▶ Extract provided:
──────────

On Tue, 16 Dec 2003 06:34:09 -0600, "Bob Peterson"
wrote:


"Robert Sturgeon" wrote in message
news
On Tue, 16 Dec 2003 03:08:42 GMT,
(Richard A. Lewis) wrote:

"Bob Peterson" wrote:


"Andrew Ostrander" wrote in message
...
But isn't it possible to grow oil-producing plants, like peanuts or
sunflowers or canola, and get calory-rich oils from them?

maybe. but wouldn't it be muich simpler to just grow some pigs and

cows?

Animals can be seen as basically nothing more than calorie
accumulators in that their one real function is to eat massive amounts
of relatively low cal fodder and process/condense it into high cal
food for you with, hopefully, as little of your time as possible
invested. Wild animals are as close to perfect as you can get for the
role since you have nothing invested except a hunting trip. Anything
else, domesticated livestock and such, starts to force a tradeoff in
terms of the total cals spent obtaining the cals vs how much they
return.

──────────

(Stored rows)
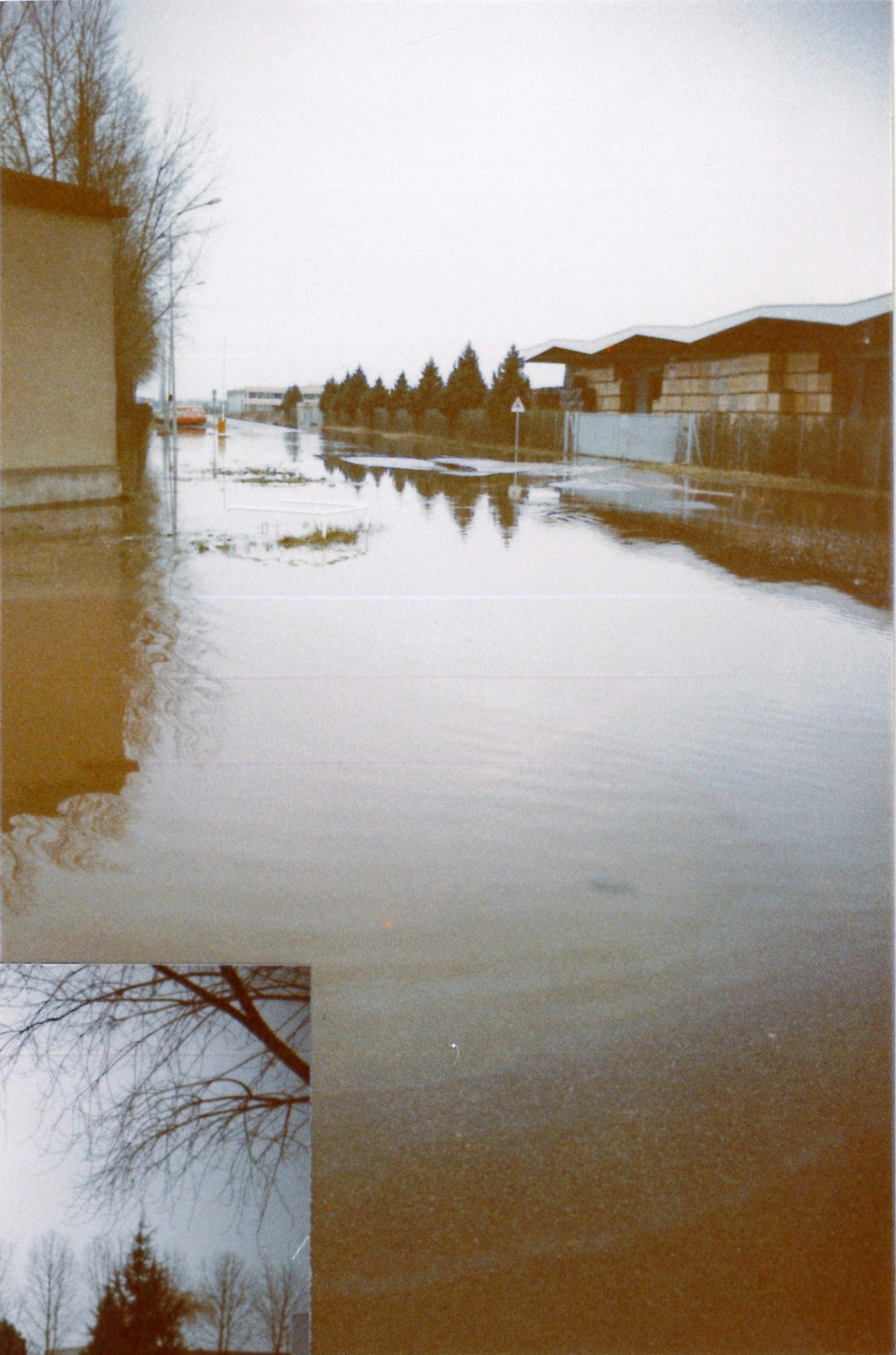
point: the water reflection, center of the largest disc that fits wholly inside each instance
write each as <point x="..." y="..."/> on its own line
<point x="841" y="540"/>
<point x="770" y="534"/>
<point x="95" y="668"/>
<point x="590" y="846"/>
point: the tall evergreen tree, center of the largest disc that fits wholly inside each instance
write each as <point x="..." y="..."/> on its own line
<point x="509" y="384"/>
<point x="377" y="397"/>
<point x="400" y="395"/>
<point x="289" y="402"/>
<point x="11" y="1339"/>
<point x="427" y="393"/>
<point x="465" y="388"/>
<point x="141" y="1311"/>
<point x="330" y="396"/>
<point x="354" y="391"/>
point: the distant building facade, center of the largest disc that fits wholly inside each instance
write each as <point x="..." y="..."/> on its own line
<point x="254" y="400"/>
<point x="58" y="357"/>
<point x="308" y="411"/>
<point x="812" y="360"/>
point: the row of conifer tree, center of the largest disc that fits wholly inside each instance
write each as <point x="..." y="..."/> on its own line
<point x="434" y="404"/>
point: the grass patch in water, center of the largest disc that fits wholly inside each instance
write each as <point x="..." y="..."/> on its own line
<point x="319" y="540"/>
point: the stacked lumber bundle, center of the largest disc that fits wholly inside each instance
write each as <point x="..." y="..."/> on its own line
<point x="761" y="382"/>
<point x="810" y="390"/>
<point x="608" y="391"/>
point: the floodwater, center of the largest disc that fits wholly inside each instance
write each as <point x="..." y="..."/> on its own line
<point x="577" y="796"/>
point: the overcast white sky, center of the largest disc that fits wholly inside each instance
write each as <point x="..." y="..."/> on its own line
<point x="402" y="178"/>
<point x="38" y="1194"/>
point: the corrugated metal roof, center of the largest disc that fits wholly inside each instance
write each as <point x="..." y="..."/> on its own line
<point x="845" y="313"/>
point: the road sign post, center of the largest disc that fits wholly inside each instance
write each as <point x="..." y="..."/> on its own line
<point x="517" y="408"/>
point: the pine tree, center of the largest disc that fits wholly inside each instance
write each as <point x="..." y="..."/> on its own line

──────────

▶ Requirements:
A - Copy the newsgroup excerpt on raising animals versus oil crops in full, word for word.
B - Rewrite the stored rows starting at the line that has "point: the corrugated" and stopping after the final row, with "center" changed to "middle" and everything else left as is. Give only those lines.
The stored rows bear no relation to the newsgroup excerpt.

▶ Responses:
A -
On Tue, 16 Dec 2003 06:34:09 -0600, "Bob Peterson"
wrote:


"Robert Sturgeon" wrote in message
news
On Tue, 16 Dec 2003 03:08:42 GMT,
(Richard A. Lewis) wrote:

"Bob Peterson" wrote:


"Andrew Ostrander" wrote in message
...
But isn't it possible to grow oil-producing plants, like peanuts or
sunflowers or canola, and get calory-rich oils from them?

maybe. but wouldn't it be muich simpler to just grow some pigs and

cows?

Animals can be seen as basically nothing more than calorie
accumulators in that their one real function is to eat massive amounts
of relatively low cal fodder and process/condense it into high cal
food for you with, hopefully, as little of your time as possible
invested. Wild animals are as close to perfect as you can get for the
role since you have nothing invested except a hunting trip. Anything
else, domesticated livestock and such, starts to force a tradeoff in
terms of the total cals spent obtaining the cals vs how much they
return.

B -
point: the corrugated metal roof, middle of the largest disc that fits wholly inside each instance
write each as <point x="..." y="..."/> on its own line
<point x="845" y="313"/>
point: the road sign post, middle of the largest disc that fits wholly inside each instance
write each as <point x="..." y="..."/> on its own line
<point x="517" y="408"/>
point: the pine tree, middle of the largest disc that fits wholly inside each instance
write each as <point x="..." y="..."/> on its own line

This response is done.